- _TASK TO COMPLETE_
Each record should be written out exactly as it stands.

- _EXTRACTED MATERIAL_
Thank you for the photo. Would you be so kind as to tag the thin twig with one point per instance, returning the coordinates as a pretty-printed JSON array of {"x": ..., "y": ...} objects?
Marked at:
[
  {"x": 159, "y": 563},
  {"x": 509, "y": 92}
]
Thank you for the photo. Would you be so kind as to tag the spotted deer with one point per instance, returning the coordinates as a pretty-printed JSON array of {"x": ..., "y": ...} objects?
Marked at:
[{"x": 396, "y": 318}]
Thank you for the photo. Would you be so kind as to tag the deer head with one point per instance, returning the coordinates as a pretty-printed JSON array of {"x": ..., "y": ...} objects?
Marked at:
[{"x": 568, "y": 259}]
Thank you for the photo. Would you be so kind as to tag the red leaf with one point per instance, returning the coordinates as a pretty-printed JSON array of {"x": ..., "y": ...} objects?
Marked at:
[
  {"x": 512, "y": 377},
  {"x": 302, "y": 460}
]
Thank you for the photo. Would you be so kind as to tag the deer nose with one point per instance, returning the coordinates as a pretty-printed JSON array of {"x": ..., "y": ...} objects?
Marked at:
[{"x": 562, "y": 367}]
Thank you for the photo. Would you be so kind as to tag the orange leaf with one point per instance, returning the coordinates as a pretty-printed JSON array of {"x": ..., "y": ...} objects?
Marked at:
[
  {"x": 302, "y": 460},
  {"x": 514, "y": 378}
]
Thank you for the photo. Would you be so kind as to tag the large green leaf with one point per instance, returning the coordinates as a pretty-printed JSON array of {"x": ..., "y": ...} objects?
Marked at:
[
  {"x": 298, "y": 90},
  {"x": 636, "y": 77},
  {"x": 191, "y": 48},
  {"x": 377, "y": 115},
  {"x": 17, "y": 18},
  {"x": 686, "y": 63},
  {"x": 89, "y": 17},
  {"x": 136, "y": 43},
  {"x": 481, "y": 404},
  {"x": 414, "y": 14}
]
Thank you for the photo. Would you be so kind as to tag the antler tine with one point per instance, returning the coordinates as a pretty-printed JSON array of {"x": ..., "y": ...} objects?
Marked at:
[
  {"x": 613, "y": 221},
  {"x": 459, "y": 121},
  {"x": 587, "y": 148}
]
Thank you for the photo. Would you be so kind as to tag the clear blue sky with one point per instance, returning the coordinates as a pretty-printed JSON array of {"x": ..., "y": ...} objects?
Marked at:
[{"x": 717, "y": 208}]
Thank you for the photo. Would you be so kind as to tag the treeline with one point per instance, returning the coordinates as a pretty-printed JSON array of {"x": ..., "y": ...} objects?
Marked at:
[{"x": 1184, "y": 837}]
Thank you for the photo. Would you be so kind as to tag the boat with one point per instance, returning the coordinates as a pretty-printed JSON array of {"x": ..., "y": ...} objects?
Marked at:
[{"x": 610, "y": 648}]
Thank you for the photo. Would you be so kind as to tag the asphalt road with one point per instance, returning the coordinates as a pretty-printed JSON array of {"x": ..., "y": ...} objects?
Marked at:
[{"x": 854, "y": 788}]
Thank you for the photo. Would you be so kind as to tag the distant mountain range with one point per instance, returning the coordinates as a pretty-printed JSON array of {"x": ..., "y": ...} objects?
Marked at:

- _REPLY_
Thank you for the photo. Would you be so kind as to tag the thin twig with one point per instance, returning the coordinates as a pretty-printed JSON array of {"x": ..., "y": ...} objects?
Marked at:
[
  {"x": 159, "y": 563},
  {"x": 509, "y": 92}
]
Thank you for the photo. Would you be so kind as to tag the spotted deer with one point per instance, returning the coordinates as a pretty-printed JSON array of {"x": ..., "y": ...} objects?
Marked at:
[{"x": 396, "y": 318}]
Thank you for the photo. Would you be so kind as to tag the deer head with one point per instance, returning the coordinates as a pretty-printed JSON array of {"x": ..., "y": ...} objects?
Marked at:
[{"x": 568, "y": 259}]
Thank you for the photo. Would you be so kind as to tag the red leaf with one point per instance, returning the coordinates as a pretty-printed JSON array of {"x": ..., "y": ...} objects?
Marked at:
[
  {"x": 512, "y": 377},
  {"x": 302, "y": 460}
]
Thank you for the photo. Would you be so kind as to tag the deer nose with one point per instance, returning the coordinates as a pretty-printed JSON array of {"x": ..., "y": ...} objects?
Marked at:
[{"x": 562, "y": 367}]
Thank you for the photo. Would you be so kind as to tag the orange leaf with one point per instance, returning the coordinates as a pretty-printed JSON array of {"x": ..., "y": ...} objects?
Marked at:
[
  {"x": 302, "y": 460},
  {"x": 514, "y": 378}
]
Thank you for the photo. Would you be so kind as to tag the large green leaf with one point per instance, returning the coordinates as a pretty-printed JSON array of {"x": ..., "y": ...} objects?
Marked at:
[
  {"x": 298, "y": 90},
  {"x": 636, "y": 77},
  {"x": 191, "y": 48},
  {"x": 377, "y": 115},
  {"x": 17, "y": 18},
  {"x": 686, "y": 63},
  {"x": 89, "y": 17},
  {"x": 136, "y": 43},
  {"x": 481, "y": 404},
  {"x": 414, "y": 14}
]
Thank you for the photo. Would you be so kind as to tag the antler tine with one point per instance, returning the coordinates as a pretty-printed JSON array of {"x": ..., "y": ...} objects?
Marked at:
[
  {"x": 613, "y": 221},
  {"x": 459, "y": 121},
  {"x": 587, "y": 148}
]
Thank you for the photo. Would you be so kind as to tag the clear blue sky with one point per instance, returning the coordinates as a pretty-printed JSON array of {"x": ..., "y": ...} objects?
Marked at:
[{"x": 717, "y": 208}]
Thank you for the photo. Would you be so kind as to tag the treeline with one point per instance, returning the coordinates as a pretty-printed JSON array of {"x": ..., "y": ...} objects?
Marked at:
[{"x": 1184, "y": 837}]
Thank you for the photo. Would you be so kind as to tag the boat with one point per instance, returning the coordinates as a pretty-printed JSON array of {"x": ..., "y": ...} objects?
Marked at:
[{"x": 610, "y": 648}]
Thank you for the photo. Would you be so kind as to tag the asphalt road with one point per instance, returning the coordinates as a pretty-printed JSON array of {"x": ..., "y": ...} objects?
Marked at:
[{"x": 854, "y": 788}]
Thank you for the photo. Would you be so kind as to tag the distant mountain range with one point per instance, returning the coordinates as a pretty-printed JSON array of {"x": ..., "y": ...} objects?
Marked at:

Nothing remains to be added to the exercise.